MATERIAL TO PROCESS:
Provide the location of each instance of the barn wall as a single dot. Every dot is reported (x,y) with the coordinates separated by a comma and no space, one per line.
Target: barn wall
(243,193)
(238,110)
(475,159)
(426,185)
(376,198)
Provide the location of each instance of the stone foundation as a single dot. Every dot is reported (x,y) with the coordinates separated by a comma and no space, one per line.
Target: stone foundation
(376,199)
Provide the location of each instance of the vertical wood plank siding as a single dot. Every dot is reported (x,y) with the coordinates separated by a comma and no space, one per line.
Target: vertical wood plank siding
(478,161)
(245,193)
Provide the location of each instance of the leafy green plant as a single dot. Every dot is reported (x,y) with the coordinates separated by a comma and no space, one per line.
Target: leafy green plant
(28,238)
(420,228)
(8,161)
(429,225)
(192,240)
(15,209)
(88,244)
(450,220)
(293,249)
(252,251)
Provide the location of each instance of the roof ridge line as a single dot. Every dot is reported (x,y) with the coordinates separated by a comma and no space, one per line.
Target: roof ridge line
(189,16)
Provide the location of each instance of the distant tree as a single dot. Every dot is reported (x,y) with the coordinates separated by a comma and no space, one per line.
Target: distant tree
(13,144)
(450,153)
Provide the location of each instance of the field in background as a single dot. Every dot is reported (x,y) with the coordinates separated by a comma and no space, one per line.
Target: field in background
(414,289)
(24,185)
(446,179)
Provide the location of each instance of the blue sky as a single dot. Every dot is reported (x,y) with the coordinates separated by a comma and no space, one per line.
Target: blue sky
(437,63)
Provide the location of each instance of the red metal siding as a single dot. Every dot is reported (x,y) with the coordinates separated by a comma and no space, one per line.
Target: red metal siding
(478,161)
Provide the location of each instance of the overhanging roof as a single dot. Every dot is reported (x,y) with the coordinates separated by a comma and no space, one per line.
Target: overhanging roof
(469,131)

TASK OBJECTIVE: Your task is to reproduce, exactly and exclusively, the lines from the one holding "Provide the location of each instance of the leafy" through the final line of the listing.

SOLUTION FOR THIS PROBLEM:
Provide the location of each instance of the leafy green plant as a single dot. Every dot is reported (x,y) with the coordinates separated by a comma and no space, one per line.
Target: leafy green plant
(28,238)
(420,228)
(8,161)
(429,225)
(192,240)
(15,209)
(88,244)
(450,220)
(293,249)
(252,251)
Provide the location of each instance of the roof ridge line as a single dot. Every dot is reported (x,y) with the coordinates separated by a comma and no space, one per line.
Target: roof ridge line
(189,16)
Provide the location of each instance of the distant tree as a single dot. Every dot is reported (x,y) with the coordinates separated by a comma and no space, one per line.
Target: distant tree
(13,144)
(450,153)
Provide the location of each instance of the field in background as a single dot. Every dot is reported (x,y) with the coordinates separated by a comma and no space, one per line.
Target: field in background
(414,289)
(24,185)
(446,179)
Provide the location of each instance of the blue sky as a single dot. Every dot is reported (x,y) with the coordinates separated by a comma and no space, one per line.
Target: blue sky
(437,63)
Provide the location of each instance of the red metal siding as a single dot. Every dot is reported (x,y) with the coordinates separated by a comma and no space, one per line.
Target: red metal siding
(478,161)
Provide the location of each instance of the overhanging roof as a single dot. Every dot is reported (x,y) with the coordinates separated by a comma and no space, one per line.
Target: overhanging roof
(469,131)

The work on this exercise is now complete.